* [TASK REQUIREMENTS]:
Please write out each entry below exactly as given.

* [GIVEN RECORDS]:
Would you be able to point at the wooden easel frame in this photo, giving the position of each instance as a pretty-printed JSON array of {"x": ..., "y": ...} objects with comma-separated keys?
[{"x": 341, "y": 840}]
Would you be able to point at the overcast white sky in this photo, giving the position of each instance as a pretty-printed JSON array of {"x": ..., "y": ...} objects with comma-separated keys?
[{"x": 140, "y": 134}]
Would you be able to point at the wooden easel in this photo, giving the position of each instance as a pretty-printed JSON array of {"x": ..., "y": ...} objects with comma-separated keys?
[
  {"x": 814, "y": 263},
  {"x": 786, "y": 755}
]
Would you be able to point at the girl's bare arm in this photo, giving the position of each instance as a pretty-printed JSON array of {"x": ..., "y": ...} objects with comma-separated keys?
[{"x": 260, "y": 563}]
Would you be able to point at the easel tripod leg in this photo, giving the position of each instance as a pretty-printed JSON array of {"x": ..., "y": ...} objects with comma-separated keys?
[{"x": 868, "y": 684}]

* [FINAL ANSWER]:
Would you be able to point at the wooden easel frame in this photo, giving the position of each instance as a pretty-printed JSON array of {"x": ..., "y": ...} objects with comma-separated keys?
[{"x": 341, "y": 840}]
Would you be able to point at the overcast white sky in this photo, giving the position of each instance as a pretty-printed JSON array of {"x": ..., "y": ...} objects with comma-separated keys?
[{"x": 140, "y": 134}]
Would you be able to point at the wooden easel in this photo, giving the position of each instance as a pretty-printed JSON array of {"x": ..., "y": ...} objects with comma-separated keys?
[
  {"x": 814, "y": 263},
  {"x": 786, "y": 755}
]
Would you be able to point at the girl's bare arm in this photo, giving the position of each instance as a pretty-printed JSON array of {"x": ..., "y": ...} objects with comma-separated keys?
[{"x": 260, "y": 563}]
Would you be able to point at the easel tripod leg in this photo, giving the position of each instance as a pretty-printed JSON array of {"x": ..., "y": ...} objects with comma-separated keys?
[{"x": 868, "y": 684}]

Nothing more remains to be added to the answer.